• Work to be completed
For the material below, the sole required output is the number of lines that include "MUST".

• The data
+===+

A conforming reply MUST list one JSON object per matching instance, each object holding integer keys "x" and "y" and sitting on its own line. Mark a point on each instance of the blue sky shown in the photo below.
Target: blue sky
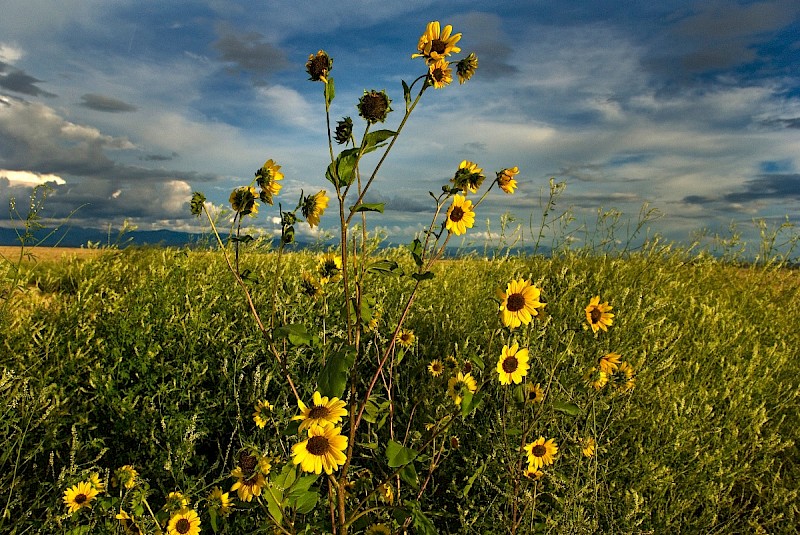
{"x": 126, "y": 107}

+===+

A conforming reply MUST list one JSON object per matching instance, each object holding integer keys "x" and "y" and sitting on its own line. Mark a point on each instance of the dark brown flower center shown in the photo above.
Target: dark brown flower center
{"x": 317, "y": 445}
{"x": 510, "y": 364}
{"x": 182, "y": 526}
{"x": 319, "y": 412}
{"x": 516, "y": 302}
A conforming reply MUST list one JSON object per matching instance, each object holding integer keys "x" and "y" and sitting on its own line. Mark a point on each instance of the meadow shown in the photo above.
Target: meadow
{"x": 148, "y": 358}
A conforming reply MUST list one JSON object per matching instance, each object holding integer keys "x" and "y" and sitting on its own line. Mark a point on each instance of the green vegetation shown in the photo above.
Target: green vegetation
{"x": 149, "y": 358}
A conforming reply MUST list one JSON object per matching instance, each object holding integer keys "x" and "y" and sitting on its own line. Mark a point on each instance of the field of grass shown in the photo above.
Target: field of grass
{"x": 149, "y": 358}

+===+

• Answer space
5